INSTRUCTIONS TO FOLLOW: Take the line that contains "written as (1486,267)." and each line after it in the material below, and transcribe them exactly, stopping at the end.

Dataset excerpt:
* START *
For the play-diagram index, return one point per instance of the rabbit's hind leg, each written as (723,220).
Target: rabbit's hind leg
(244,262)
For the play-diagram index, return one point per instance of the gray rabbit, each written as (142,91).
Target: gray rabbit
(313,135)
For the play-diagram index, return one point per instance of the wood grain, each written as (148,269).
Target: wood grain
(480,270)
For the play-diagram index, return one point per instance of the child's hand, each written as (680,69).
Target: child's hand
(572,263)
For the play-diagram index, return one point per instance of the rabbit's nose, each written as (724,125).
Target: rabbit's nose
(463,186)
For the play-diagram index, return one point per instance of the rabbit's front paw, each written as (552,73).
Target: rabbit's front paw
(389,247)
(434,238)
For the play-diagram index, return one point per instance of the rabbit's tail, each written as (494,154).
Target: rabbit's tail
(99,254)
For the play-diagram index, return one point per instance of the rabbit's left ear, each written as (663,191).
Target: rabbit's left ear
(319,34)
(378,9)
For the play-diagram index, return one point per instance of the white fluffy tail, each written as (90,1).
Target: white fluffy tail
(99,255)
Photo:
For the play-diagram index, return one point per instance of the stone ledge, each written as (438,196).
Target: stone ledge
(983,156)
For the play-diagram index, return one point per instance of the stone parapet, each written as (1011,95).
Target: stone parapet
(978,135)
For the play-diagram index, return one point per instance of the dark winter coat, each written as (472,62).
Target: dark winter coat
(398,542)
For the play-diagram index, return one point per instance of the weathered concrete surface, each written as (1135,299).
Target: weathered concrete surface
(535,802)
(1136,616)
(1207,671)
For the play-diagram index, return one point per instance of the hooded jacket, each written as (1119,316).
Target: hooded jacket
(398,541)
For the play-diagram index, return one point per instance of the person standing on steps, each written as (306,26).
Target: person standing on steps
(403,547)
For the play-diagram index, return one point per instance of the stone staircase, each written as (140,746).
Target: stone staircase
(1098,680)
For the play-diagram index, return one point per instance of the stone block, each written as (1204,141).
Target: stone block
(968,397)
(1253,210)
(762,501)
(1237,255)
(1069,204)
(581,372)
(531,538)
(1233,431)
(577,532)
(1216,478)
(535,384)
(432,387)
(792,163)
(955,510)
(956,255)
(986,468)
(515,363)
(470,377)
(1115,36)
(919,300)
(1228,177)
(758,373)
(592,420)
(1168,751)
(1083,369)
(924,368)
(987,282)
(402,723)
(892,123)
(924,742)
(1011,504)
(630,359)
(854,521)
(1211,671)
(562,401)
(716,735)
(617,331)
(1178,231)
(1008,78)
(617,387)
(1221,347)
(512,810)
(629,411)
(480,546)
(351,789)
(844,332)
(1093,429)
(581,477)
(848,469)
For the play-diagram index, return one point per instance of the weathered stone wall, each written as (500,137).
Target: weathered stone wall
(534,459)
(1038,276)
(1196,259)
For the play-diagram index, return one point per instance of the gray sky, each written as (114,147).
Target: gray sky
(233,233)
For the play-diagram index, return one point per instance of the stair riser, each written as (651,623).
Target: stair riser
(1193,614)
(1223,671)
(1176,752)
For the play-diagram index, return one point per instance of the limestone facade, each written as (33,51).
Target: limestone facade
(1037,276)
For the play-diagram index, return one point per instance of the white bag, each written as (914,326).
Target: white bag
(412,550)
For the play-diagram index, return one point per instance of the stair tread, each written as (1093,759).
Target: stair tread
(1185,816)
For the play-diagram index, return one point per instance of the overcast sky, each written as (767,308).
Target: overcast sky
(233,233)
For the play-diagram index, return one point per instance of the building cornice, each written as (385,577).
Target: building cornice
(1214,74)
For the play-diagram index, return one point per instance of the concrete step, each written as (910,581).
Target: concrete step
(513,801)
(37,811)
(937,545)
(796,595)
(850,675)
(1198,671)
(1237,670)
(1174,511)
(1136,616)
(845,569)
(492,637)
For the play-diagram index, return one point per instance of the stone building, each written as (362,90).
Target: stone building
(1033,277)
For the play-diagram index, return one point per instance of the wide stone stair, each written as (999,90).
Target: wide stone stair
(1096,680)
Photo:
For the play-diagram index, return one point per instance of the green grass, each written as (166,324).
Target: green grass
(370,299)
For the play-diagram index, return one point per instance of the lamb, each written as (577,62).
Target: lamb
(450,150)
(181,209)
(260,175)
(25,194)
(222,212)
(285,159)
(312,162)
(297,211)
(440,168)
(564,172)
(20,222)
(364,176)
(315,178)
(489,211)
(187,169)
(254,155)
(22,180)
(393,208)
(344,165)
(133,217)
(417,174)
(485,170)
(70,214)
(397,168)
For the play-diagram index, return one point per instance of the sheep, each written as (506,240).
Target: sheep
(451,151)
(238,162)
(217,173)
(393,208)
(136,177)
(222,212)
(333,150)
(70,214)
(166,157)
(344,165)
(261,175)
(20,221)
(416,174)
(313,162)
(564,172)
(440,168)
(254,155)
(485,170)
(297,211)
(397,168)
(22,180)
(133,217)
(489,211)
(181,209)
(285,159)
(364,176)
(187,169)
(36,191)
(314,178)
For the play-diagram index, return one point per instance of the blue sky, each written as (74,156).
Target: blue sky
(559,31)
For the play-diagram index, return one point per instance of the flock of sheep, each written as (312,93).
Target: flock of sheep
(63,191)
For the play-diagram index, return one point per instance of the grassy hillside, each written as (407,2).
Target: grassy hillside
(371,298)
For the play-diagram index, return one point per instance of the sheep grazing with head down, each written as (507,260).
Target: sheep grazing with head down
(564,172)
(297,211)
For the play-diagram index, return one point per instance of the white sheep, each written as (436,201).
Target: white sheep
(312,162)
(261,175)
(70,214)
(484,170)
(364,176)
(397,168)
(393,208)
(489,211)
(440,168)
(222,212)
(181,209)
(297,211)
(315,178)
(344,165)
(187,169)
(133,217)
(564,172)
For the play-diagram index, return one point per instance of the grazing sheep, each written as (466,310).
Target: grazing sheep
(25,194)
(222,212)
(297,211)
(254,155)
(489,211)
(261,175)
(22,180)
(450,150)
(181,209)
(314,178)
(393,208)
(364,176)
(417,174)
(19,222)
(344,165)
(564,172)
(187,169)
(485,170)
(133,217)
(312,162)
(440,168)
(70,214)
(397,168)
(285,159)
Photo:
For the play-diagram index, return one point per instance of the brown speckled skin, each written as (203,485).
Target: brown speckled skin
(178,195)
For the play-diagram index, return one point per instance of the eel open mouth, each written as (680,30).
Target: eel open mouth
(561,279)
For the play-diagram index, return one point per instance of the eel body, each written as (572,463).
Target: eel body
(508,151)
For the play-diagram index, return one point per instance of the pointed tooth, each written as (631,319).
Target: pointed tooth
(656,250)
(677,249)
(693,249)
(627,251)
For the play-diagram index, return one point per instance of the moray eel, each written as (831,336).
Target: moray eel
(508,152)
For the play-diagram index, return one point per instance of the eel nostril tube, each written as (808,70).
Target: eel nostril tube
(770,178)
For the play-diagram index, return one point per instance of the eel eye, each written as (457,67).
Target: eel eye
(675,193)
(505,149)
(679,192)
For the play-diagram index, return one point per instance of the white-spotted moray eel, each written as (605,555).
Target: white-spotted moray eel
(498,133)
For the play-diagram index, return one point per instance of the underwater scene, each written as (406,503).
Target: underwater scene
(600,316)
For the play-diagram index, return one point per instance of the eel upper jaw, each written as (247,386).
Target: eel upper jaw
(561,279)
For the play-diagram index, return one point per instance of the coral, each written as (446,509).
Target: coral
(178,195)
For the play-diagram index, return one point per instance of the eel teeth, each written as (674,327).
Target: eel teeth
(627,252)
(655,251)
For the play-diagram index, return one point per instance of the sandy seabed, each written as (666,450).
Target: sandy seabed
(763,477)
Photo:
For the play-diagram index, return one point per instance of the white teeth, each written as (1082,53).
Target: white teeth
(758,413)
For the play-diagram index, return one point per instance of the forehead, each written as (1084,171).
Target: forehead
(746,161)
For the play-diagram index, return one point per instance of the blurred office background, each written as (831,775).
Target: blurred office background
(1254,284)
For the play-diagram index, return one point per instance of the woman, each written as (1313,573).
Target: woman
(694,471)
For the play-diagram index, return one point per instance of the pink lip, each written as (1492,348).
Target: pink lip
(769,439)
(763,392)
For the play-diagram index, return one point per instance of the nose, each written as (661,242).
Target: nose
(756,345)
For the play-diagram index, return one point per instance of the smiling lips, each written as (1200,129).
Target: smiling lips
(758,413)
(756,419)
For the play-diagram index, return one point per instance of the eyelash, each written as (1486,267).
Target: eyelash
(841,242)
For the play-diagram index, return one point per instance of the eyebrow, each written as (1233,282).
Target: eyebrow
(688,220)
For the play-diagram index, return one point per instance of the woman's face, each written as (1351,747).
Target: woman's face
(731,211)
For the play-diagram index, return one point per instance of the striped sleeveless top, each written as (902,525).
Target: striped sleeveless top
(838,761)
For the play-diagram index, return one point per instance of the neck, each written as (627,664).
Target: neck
* END *
TASK RESPONSE:
For the play-diagram index, return one point per instance of the eyelash, each written as (1486,267).
Target: eyelash
(841,242)
For the play-diagram index, return one point per instance of the eyebrow, each written as (1233,282).
Target: eyebrow
(688,220)
For the play-diagram index, return one point per instance of the woman's face, each written as (1351,747).
Target: woman's face
(731,211)
For the play-diagram index, return one point per instance of the striped sleeveless top, each written as (902,525).
Target: striped sleeveless top
(838,761)
For the play-diagram index, return one point per instance of the neck, each written as (627,664).
Target: neck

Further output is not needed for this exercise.